-------- Text provided --------

Some Background on Mindcraft

Mindcraft has been in business for over 14 years doing various kinds of testing. For example, from May 1, 1991 through September 30, 1998 Mindcraft was accredited as a POSIX Testing Laboratory by the National Voluntary Laboratory Program (NVLAP), part of the National Institute of Standards and Technology (NIST ). During that time, Mindcraft did more POSIX FIPS certifications than all other POSIX labs combined. All of those tests were paid for by the client seeking certification. NIST saw no conflict of interest in our being paid by the company seeking certification and NIST reviewed and validated each test result we submitted. We apply the same honesty to our performance testing that we do for our conformance testing. To do otherwise would be foolish and would put us out of business quickly.

Some may ask why we decided not to renew our NVLAP accreditation. The reason is simple, NIST stopped its POSIX FIPS certification program on December 31, 1997. That program was picked up by the IEEE and on November 7, 1997 the IEEE announced that they recognized Mindcraft as an Accredited POSIX Testing Laboratory. We still are IEEE accredited and are still certifying systems for POSIX FIPS conformance.

We've received many emails and there have been many postings in newsgroups accusing us of lying in our report about Linux and Windows NT Server because Microsoft paid for the tests. Nothing could be further from the truth. No Mindcraft client, including Microsoft, has ever asked us to deliver a report that lied or misrepresented the results of a test. On the contrary, all of our clients ask us to get the best performance for their product and for their competitor's products. They want to know where they really stand. If a client ever asked us to rig a test, to lie about test results, or to misrepresent test results, we would decline to do the work.

A few of the emails we've received asked us why the company that sponsored a comparative benchmark always came out on top. The answer is simple. When that was not the case our client exercised a clause in the contract that allowed them to refuse us the right to publish the results. We've had several such cases.

Mindcraft works much like a CPA hired by a company to audit its books. We give an independent, impartial assessment based on our testing. Like a CPA we're paid by our client. NVLAP approved test labs that measure everything from asbestos to the accuracy of scales are paid by their clients. It is a common practice for test labs to be paid by their clients.

What's Fair

Considering the defamatory innuendos and bias in the Salon article written by Mr. Leonard, we believe that Salon should take the following actions in fairness to Mindcraft and its readers:

  1. Remove the article from its Web site and put an apology in its place. If you do not do that, at least provide a link to this rebuttal at the top of the article so that your readers can get both sides of the story.

  2. Provide fair coverage from an unbiased reporter of Mindcraft's Open Benchmark  of Windows NT Server and Linux. For this benchmark, we have invited Linus Torvalds, Jeremy Allison, Red Hat, and all of the other Linux experts we were in contact with to tune Linux, Apache, and Samba and to witness all tests. We have also invited Microsoft to tune Windows NT and to witness the tests. Mindcraft will participate in this benchmark at its own expense.

References to NetBench Documentation

The NetBench document entitled Understanding and Using NetBench 5.01 states on page 24, " You can only compare results if you used the same testbed each time you ran that test suite [emphasis added]."

Understanding and Using NetBench 5.01 clearly gives another reason why the performance measurements Mindcraft reported are so different than the ones Jeremy and PC Week found. Look what's stated on page 236, "Client-side caching occurs when the client is able to place some or all of the test workspace into its local RAM, which it then uses as a file cache. When the client caches these test files, the client can satisfy locally requests that normally require a network access. Because a client's RAM can handle a request many times faster than it takes that same request to traverse the LAN, the client's throughput scores show a definite rise over scores when no client-side caching occurs. In fact, the client's throughput numbers with client-side caching can increase to levels that are two to three times faster than is possible given the physical speed of the particular network [emphasis added]."

-------- Given information --------

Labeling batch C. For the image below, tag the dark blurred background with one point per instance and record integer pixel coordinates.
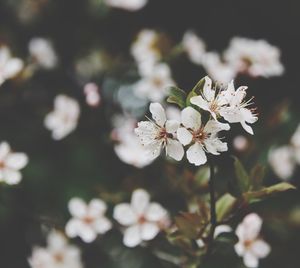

--------

# Tasks
1. Check each statement against the Mindcraft text. For each, answer yes or no and quote the words of the text that decide it.
(a) NIST ended its POSIX FIPS certification program at the close of 1997.
(b) Mindcraft held its NVLAP accreditation as a POSIX Testing Laboratory into the year 2000.
(c) Mindcraft will charge Microsoft for the Open Benchmark.
2. From the Mindcraft text, repeat word for word the part that opens with the words containing "1. Remove the" and closes with "its own expense.".

# Outputs by task
1.
(a) Yes: "NIST stopped its POSIX FIPS certification program on December 31, 1997."
(b) No: "from May 1, 1991 through September 30, 1998 Mindcraft was accredited as a POSIX Testing Laboratory"
(c) No: "Mindcraft will participate in this benchmark at its own expense."

2.
1. Remove the article from its Web site and put an apology in its place. If you do not do that, at least provide a link to this rebuttal at the top of the article so that your readers can get both sides of the story.

  2. Provide fair coverage from an unbiased reporter of Mindcraft's Open Benchmark  of Windows NT Server and Linux. For this benchmark, we have invited Linus Torvalds, Jeremy Allison, Red Hat, and all of the other Linux experts we were in contact with to tune Linux, Apache, and Samba and to witness all tests. We have also invited Microsoft to tune Windows NT and to witness the tests. Mindcraft will participate in this benchmark at its own expense.